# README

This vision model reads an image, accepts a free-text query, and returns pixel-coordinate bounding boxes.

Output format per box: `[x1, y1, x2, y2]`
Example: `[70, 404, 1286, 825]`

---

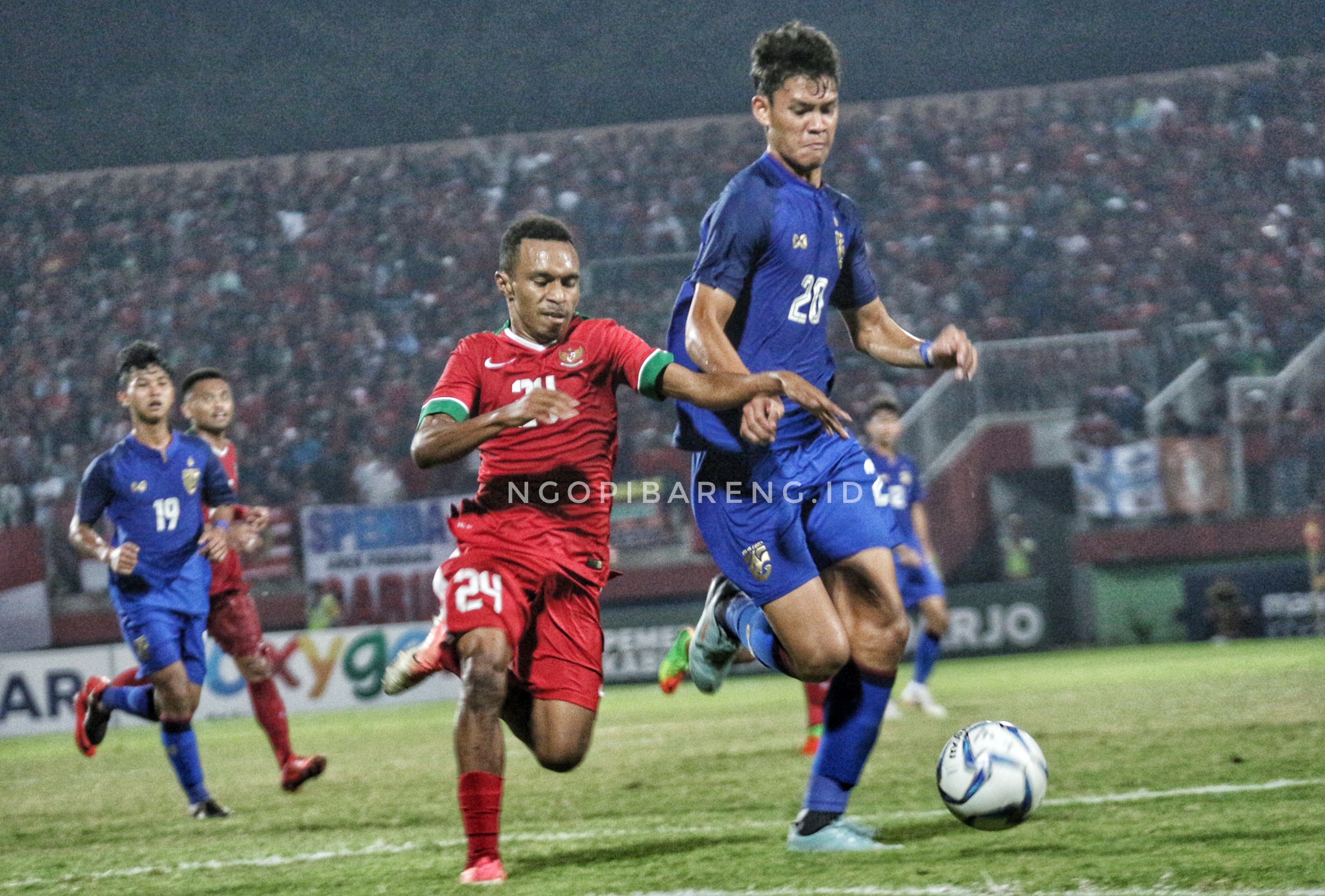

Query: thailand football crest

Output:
[741, 541, 773, 582]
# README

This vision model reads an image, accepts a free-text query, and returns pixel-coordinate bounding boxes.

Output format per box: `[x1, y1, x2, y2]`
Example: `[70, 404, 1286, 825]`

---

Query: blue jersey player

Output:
[668, 22, 976, 851]
[865, 386, 948, 719]
[69, 342, 234, 818]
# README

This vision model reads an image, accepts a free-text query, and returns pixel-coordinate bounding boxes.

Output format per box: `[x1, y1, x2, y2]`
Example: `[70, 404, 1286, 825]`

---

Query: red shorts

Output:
[425, 548, 603, 712]
[207, 586, 262, 657]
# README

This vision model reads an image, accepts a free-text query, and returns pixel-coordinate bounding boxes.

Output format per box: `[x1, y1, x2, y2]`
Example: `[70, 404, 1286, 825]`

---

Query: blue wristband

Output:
[917, 339, 934, 367]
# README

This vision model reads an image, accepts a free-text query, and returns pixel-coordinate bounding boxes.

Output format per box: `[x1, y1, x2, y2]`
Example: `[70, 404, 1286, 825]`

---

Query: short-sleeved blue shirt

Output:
[78, 432, 234, 612]
[668, 152, 878, 451]
[865, 447, 925, 550]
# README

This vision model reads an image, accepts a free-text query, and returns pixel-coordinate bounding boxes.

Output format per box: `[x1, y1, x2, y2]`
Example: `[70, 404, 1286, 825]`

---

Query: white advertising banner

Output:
[0, 622, 460, 737]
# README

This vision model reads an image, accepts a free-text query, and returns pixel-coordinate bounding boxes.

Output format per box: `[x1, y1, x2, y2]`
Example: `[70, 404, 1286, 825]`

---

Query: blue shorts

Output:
[110, 554, 212, 684]
[118, 607, 207, 684]
[893, 559, 943, 610]
[690, 433, 902, 606]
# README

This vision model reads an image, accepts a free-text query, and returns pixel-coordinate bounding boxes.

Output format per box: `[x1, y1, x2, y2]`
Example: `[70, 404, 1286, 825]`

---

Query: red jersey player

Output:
[115, 367, 327, 792]
[383, 216, 848, 883]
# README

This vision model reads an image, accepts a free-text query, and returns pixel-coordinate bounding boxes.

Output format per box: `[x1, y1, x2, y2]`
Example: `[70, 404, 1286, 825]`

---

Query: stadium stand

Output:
[0, 58, 1325, 554]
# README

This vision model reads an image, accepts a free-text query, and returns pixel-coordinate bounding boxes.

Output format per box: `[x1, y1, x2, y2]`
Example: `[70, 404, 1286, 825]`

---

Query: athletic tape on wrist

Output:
[917, 339, 934, 367]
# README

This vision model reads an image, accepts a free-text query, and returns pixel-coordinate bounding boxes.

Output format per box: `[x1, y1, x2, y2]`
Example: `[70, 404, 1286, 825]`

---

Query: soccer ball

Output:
[938, 721, 1049, 831]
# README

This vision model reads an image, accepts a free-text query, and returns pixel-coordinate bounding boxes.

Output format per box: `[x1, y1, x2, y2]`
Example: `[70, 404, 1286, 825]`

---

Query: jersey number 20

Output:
[873, 476, 906, 510]
[787, 274, 828, 323]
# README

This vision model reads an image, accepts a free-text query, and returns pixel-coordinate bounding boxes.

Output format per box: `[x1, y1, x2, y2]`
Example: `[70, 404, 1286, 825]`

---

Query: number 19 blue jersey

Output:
[668, 152, 878, 452]
[78, 432, 234, 614]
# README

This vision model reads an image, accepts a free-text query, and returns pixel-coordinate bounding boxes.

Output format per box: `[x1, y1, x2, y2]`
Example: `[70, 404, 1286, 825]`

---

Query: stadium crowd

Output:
[0, 58, 1325, 523]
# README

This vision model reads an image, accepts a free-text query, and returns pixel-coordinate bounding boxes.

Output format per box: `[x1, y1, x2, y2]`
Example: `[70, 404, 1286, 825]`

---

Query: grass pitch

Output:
[0, 640, 1325, 896]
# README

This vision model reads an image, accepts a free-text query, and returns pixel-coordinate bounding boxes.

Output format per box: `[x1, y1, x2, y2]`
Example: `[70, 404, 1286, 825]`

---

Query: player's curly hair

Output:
[115, 339, 175, 388]
[497, 215, 575, 274]
[179, 367, 225, 398]
[750, 21, 841, 101]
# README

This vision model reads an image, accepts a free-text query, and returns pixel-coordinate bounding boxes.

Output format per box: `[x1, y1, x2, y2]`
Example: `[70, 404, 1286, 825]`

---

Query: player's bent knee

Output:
[795, 638, 851, 681]
[534, 747, 588, 773]
[234, 656, 272, 684]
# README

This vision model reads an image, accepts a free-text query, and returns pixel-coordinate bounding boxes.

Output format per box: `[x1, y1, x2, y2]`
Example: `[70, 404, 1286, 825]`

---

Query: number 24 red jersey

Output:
[420, 317, 672, 583]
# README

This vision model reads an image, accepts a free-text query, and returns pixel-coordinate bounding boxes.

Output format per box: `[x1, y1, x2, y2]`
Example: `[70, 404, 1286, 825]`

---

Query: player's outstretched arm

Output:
[409, 388, 579, 469]
[69, 513, 138, 575]
[841, 298, 979, 379]
[658, 363, 851, 444]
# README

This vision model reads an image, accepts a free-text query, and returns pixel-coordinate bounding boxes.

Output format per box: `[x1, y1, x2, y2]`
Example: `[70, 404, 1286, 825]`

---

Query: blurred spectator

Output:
[350, 449, 405, 504]
[0, 57, 1325, 518]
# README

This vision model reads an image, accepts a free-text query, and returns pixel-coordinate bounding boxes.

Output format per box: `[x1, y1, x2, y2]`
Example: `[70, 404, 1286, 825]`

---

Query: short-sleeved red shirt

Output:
[211, 441, 244, 598]
[420, 317, 672, 584]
..............................
● **EXERCISE**: Write out the entries again from their very beginning through the line that contains "[865, 447, 925, 550]", including that line. Leave out the pictures.

● **COMPLETED EXERCISE**:
# README

This vision model reads an image, accepts a free-text query, and returns pixel-coordinate bounding boxes.

Output format per box: `[x1, y1, x2, y2]`
Example: `[70, 404, 1286, 825]`

---


Query: thailand football crest

Output:
[741, 541, 773, 582]
# README

This vision model reads an image, accepts a free-text query, and returns pixel-coordinate bounding boxes.

Output format per box: `[x1, y1, x2, y2]`
Example: `[70, 404, 1286, 825]`

---

Query: blue jersey player

Output:
[668, 22, 976, 851]
[865, 386, 948, 719]
[69, 342, 234, 818]
# README

This vision model reads an image, accepts a free-text query, and returns pixel-coordinate bounding boxes.

Output format per box: `[x1, y1, x2, y2]`
Example: `[70, 404, 1286, 825]`

---

Query: red shorts

Output:
[425, 548, 603, 712]
[207, 586, 262, 657]
# README

This vision model reads an image, accepts a free-text query, and returns pixel-coordinate bounding boxes.

Output format per box: `[x1, y1, x2, y2]`
Example: `[70, 404, 1286, 825]`

---

Query: blue wristband

Output:
[917, 339, 934, 367]
# README

This vision model reads an image, accepts a free-text query, and returns pixel-coordinate bounding boxes.

Output format per box: `[x1, y1, x2, y2]`
Example: `[70, 404, 1286, 825]`

---

Query: short-sleeved blue shirt

Output:
[78, 432, 234, 612]
[668, 152, 878, 451]
[865, 447, 925, 550]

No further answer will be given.